Point annotation records
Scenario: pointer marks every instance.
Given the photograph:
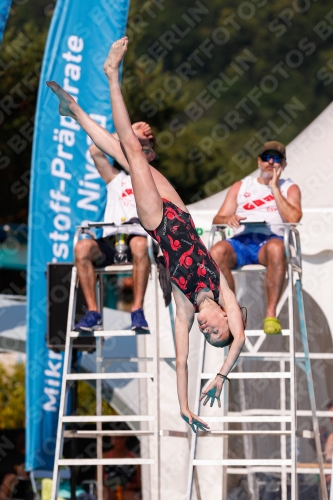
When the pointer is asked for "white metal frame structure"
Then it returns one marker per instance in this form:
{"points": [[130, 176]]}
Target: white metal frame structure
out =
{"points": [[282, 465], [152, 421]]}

--

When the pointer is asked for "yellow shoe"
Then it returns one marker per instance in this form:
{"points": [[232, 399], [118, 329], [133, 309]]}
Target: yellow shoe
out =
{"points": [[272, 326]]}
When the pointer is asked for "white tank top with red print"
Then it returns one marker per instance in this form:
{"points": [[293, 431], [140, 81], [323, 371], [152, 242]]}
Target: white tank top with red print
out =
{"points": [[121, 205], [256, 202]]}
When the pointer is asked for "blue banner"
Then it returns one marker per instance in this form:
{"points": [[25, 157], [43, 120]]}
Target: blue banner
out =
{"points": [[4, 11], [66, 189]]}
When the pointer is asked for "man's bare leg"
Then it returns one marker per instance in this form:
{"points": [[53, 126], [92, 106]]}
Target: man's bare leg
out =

**Problem to solve**
Select every line of the material above that contains the string "shoe" and copy each one out.

**Answer for this exercise**
When the pointer is asked for "yellow shoe"
Target: yellow shoe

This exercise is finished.